Each entry is to be retyped exactly as it stands.

Information
______
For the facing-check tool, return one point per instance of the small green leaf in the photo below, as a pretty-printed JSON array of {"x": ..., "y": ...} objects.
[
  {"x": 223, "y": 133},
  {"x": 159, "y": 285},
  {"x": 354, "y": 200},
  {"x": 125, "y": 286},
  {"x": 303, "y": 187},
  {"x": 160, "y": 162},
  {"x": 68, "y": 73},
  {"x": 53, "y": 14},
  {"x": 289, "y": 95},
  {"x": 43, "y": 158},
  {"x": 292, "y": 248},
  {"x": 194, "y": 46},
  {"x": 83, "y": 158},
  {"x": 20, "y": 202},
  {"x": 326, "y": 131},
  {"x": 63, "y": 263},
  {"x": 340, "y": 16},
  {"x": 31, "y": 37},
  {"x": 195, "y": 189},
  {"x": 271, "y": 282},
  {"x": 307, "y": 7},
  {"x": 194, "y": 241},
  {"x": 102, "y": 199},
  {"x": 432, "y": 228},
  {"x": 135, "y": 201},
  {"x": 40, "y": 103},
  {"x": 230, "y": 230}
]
______
Solution to the exercise
For the facing-check tool, return one point per instance of the small green leaf in the photo below, as a pretty-printed JSON array of {"x": ..., "y": ...} objects.
[
  {"x": 223, "y": 133},
  {"x": 159, "y": 285},
  {"x": 354, "y": 200},
  {"x": 125, "y": 286},
  {"x": 303, "y": 187},
  {"x": 160, "y": 162},
  {"x": 68, "y": 73},
  {"x": 53, "y": 14},
  {"x": 289, "y": 95},
  {"x": 43, "y": 158},
  {"x": 292, "y": 248},
  {"x": 194, "y": 46},
  {"x": 83, "y": 158},
  {"x": 20, "y": 202},
  {"x": 326, "y": 131},
  {"x": 63, "y": 263},
  {"x": 340, "y": 16},
  {"x": 31, "y": 37},
  {"x": 195, "y": 189},
  {"x": 271, "y": 282},
  {"x": 307, "y": 7},
  {"x": 194, "y": 241},
  {"x": 102, "y": 199},
  {"x": 432, "y": 228},
  {"x": 135, "y": 201},
  {"x": 40, "y": 103},
  {"x": 230, "y": 230}
]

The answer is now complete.